> PROMPT:
Rewrite the rows from the line containing "green foliage, one" through the end, substituting "alligator" for every "crocodile" and leaving everything else unchanged.

** start of MATERIALS PROVIDED **

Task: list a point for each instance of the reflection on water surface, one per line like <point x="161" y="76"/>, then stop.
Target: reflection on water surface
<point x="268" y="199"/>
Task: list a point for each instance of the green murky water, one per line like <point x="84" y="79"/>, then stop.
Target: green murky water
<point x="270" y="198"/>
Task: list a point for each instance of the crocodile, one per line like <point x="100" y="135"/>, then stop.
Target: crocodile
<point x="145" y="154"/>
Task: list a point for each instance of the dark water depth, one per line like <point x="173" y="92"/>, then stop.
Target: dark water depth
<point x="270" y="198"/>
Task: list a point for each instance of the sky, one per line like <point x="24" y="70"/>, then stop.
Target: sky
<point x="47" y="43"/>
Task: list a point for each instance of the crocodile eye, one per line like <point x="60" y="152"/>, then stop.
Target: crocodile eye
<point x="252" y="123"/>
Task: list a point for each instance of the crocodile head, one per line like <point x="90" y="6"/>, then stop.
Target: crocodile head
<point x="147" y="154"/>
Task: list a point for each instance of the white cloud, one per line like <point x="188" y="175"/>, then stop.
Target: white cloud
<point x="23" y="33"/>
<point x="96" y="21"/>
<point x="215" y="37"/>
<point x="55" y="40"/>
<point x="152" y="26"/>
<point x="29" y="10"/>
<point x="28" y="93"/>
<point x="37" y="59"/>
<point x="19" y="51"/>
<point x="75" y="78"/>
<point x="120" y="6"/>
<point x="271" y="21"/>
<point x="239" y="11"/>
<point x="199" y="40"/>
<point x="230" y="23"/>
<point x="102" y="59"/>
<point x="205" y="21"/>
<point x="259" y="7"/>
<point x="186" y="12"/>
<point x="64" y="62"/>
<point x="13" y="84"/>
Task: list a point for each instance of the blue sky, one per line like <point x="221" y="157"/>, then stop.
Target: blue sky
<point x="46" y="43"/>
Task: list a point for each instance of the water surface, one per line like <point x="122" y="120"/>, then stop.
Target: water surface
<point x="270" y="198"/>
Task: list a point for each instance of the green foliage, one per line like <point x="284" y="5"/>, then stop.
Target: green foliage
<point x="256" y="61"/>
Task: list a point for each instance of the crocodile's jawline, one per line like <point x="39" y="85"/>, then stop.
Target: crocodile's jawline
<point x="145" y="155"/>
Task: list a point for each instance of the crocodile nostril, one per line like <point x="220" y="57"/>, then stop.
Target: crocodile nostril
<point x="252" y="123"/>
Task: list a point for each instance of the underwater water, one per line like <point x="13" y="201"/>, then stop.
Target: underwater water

** end of MATERIALS PROVIDED **

> SOLUTION FOR THIS EXERCISE:
Task: list a point for each instance of the green foliage, one per line like <point x="284" y="5"/>, then stop.
Target: green foliage
<point x="256" y="61"/>
Task: list a point for each instance of the alligator's jawline, one per line like <point x="39" y="85"/>, then stop.
Target: alligator's jawline
<point x="145" y="155"/>
Task: list a point for each instance of the alligator nostril, one per line like <point x="220" y="57"/>, then stop.
Target: alligator nostril
<point x="252" y="123"/>
Task: list a point for each instance of the underwater water, one per line like <point x="13" y="201"/>, then stop.
Target: underwater water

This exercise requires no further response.